Vrijheid binnen beperkingen
9, 10. Waarom moet de vrije wil op juiste wijze gereguleerd worden?
9 Was het echter Gods bedoeling dat er voor de vrije wil geen beperkingen zouden gelden? Stelt u zich eens een drukke stad voor zonder enige verkeersregels, waar iedereen met elke gewenste snelheid in elke richting zou kunnen rijden. Zou u graag onder die omstandigheden rijden? Nee, dat zou verkeersanarchie zijn en zou beslist veel ongelukken tot gevolg hebben.
10 Zo is het ook met Gods gave van de vrije wil. Onbeperkte vrijheid zou anarchie betekenen in de samenleving. Er moeten wetten zijn waardoor menselijke activiteiten worden geleid. Gods Woord zegt: „Jullie zijn vrije mensen, maar die vrijheid geeft je niet het recht kwaad te doen” (1 Petrus 2:16, Het Levende Woord). God wil dat de vrije wil wordt gereguleerd ten behoeve van het gemeenschappelijke welzijn. Het is nooit zijn bedoeling geweest dat wij absolute vrijheid zouden bezitten; onze vrijheid zou daarentegen relatief zijn, onderworpen aan regels, aan wetsvoorschriften.

**OPDRACHT A:**
Geef uit het fragment over de vrije wil het stuk terug dat begint bij "10 Zo is het" en doorloopt tot en met "regels, aan wetsvoorschriften.".

**GEGEVENSFRAGMENT:**
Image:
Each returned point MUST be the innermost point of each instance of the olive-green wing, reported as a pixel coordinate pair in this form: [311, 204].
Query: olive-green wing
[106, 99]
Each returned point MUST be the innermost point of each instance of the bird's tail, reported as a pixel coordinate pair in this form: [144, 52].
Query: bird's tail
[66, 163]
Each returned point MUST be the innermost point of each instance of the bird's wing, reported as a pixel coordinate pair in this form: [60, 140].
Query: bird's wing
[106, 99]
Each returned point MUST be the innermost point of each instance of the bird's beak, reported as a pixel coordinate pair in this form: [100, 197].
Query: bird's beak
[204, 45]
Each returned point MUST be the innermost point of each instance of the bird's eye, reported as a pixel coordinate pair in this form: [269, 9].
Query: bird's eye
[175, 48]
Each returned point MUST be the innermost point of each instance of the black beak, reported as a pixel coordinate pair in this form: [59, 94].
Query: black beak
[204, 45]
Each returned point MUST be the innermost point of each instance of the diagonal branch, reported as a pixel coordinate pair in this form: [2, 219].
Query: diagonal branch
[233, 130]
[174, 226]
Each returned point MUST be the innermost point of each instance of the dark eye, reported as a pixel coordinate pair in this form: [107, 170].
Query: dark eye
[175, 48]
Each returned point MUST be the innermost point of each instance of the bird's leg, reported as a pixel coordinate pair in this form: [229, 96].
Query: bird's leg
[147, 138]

**OPDRACHT B:**
Werk in de lijst de regels bij vanaf de regel met "form: [59, 94]." tot en met het einde van de lijst: vervang "diagonal branch" door "slanted branch" en laat al het andere ongewijzigd. Geef alleen die regels.

**GESCHREVEN ANTWOORD A:**
10 Zo is het ook met Gods gave van de vrije wil. Onbeperkte vrijheid zou anarchie betekenen in de samenleving. Er moeten wetten zijn waardoor menselijke activiteiten worden geleid. Gods Woord zegt: „Jullie zijn vrije mensen, maar die vrijheid geeft je niet het recht kwaad te doen” (1 Petrus 2:16, Het Levende Woord). God wil dat de vrije wil wordt gereguleerd ten behoeve van het gemeenschappelijke welzijn. Het is nooit zijn bedoeling geweest dat wij absolute vrijheid zouden bezitten; onze vrijheid zou daarentegen relatief zijn, onderworpen aan regels, aan wetsvoorschriften.

**GESCHREVEN ANTWOORD B:**
Each returned point MUST be the innermost point of each instance of the black beak, reported as a pixel coordinate pair in this form: [59, 94].
Query: black beak
[204, 45]
Each returned point MUST be the innermost point of each instance of the slanted branch, reported as a pixel coordinate pair in this form: [2, 219].
Query: slanted branch
[233, 130]
[174, 226]
Each returned point MUST be the innermost point of each instance of the dark eye, reported as a pixel coordinate pair in this form: [107, 170].
Query: dark eye
[175, 48]
Each returned point MUST be the innermost point of each instance of the bird's leg, reported as a pixel coordinate pair in this form: [229, 96].
Query: bird's leg
[147, 138]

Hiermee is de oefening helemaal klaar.